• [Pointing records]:
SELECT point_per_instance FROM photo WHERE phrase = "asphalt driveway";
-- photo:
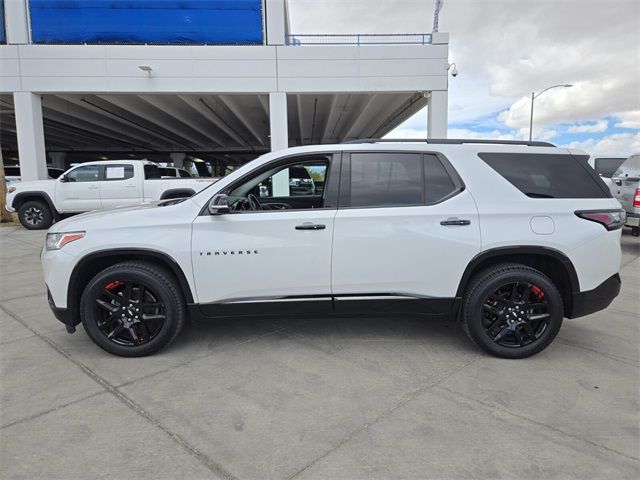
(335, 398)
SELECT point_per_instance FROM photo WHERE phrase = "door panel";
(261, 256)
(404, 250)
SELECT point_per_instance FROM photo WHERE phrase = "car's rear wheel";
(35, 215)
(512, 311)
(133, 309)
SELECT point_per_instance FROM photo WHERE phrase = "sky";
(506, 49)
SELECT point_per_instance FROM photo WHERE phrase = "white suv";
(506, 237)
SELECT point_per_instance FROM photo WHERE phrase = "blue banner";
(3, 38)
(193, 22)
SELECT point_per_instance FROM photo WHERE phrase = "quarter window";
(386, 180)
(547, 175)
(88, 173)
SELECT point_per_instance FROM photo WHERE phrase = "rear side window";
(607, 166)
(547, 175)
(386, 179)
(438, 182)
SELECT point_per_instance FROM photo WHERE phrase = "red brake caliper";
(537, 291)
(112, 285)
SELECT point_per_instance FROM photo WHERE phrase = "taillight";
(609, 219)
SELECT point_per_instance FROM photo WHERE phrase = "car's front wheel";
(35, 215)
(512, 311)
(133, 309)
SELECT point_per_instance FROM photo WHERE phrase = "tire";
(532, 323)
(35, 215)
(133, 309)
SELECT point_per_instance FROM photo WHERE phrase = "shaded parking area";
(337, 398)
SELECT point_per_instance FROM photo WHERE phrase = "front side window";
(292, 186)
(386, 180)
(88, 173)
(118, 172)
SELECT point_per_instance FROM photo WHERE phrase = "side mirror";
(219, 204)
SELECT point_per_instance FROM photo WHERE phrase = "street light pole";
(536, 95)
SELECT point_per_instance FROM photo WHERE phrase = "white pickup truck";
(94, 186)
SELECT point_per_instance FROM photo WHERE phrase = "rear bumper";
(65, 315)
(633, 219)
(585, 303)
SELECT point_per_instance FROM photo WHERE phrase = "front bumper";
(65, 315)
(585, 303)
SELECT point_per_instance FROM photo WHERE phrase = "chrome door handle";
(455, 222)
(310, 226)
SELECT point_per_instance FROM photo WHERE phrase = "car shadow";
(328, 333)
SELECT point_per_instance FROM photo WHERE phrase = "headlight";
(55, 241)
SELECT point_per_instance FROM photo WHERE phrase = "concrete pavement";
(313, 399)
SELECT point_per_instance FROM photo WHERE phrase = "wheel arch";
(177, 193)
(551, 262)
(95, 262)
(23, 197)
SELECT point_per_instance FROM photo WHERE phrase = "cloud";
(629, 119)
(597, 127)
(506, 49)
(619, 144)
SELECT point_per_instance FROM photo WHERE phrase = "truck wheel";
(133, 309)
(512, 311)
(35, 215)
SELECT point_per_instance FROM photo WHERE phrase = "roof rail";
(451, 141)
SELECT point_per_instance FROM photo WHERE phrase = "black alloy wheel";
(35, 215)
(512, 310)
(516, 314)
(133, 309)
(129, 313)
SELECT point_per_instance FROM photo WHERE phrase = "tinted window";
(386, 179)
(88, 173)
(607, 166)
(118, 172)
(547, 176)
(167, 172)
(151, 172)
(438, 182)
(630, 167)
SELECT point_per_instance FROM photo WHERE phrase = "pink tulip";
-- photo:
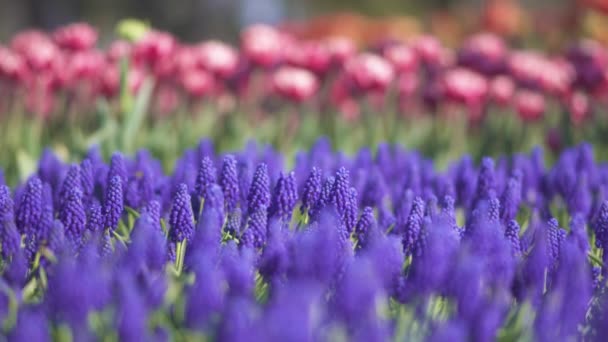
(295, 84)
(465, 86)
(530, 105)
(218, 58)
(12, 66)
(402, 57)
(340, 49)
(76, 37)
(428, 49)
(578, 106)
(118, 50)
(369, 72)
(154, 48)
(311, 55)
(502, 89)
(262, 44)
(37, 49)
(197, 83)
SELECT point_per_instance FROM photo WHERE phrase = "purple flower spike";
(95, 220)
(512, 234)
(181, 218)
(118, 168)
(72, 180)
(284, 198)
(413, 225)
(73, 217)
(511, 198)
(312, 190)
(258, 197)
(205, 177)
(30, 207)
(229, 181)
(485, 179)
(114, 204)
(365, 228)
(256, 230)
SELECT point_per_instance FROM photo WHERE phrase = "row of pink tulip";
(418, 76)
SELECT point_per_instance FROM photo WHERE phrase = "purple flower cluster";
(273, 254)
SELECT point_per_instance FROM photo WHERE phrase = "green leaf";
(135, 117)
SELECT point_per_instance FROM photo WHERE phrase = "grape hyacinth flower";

• [Short exercise]:
Which lines in the data above contain the string "rear"? Find each one and copy it.

• [Response]:
SELECT point_per_instance FROM photo WHERE phrase = "car's rear wheel";
SELECT point_per_instance FROM photo WHERE phrase = "rear side window";
SELECT point_per_instance FROM photo WHERE phrase = "rear bumper";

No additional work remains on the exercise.